TRY IT: Go line by line through the entries and show those that hold the string "ferry".

[Natural language region descriptions]
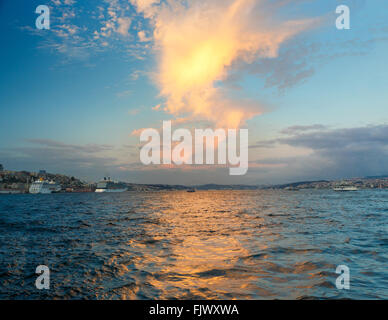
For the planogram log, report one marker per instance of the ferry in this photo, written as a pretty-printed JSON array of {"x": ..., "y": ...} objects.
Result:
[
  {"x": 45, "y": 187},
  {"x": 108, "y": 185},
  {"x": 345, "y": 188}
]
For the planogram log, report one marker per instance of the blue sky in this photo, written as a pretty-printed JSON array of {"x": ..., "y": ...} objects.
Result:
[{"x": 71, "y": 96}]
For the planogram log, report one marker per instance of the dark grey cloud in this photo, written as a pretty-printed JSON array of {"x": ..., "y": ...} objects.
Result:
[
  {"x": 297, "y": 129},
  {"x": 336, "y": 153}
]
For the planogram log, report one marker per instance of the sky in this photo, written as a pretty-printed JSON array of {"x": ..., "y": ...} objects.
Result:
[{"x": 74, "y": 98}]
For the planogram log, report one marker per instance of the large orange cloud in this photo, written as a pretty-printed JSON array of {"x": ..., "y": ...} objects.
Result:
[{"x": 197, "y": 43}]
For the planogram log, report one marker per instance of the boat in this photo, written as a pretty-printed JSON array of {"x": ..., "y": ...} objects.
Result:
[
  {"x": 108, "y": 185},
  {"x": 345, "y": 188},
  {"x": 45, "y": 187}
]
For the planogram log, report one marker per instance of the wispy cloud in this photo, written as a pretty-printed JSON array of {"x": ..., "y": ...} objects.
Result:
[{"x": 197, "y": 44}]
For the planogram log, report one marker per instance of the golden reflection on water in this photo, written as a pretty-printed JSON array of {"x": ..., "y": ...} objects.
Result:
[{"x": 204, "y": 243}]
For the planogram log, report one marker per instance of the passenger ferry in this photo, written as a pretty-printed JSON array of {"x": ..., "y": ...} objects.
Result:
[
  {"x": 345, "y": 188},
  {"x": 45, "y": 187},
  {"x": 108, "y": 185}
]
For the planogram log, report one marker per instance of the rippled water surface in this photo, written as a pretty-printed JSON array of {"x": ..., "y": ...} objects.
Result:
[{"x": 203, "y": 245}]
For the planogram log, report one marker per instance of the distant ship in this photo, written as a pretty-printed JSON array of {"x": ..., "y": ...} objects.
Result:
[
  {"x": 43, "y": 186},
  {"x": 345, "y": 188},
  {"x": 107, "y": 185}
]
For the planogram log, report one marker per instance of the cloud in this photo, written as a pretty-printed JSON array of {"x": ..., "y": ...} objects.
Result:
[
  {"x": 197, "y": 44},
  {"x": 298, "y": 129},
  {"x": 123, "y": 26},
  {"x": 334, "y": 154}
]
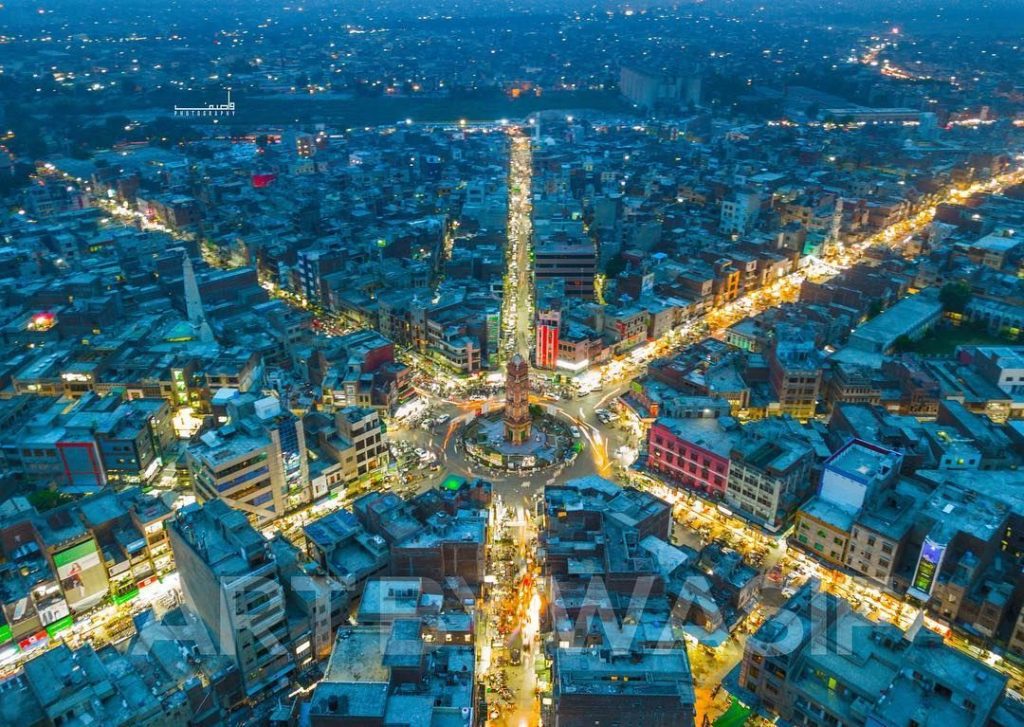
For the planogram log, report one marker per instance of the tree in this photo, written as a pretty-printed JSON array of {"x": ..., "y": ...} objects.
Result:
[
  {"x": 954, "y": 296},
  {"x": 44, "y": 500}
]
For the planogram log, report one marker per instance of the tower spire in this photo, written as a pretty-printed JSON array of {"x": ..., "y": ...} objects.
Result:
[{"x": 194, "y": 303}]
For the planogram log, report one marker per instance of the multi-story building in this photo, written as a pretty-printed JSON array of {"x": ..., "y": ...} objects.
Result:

WRITTEN ANSWER:
For the planogram log, report one marker per instance of the ferry in this photo, written as a pretty-printed JSON array of {"x": ..., "y": ...} objects.
For the planogram log, report one marker per instance of the passenger ferry in this photo, written as a pretty-printed JSON array of {"x": ..., "y": ...} objects.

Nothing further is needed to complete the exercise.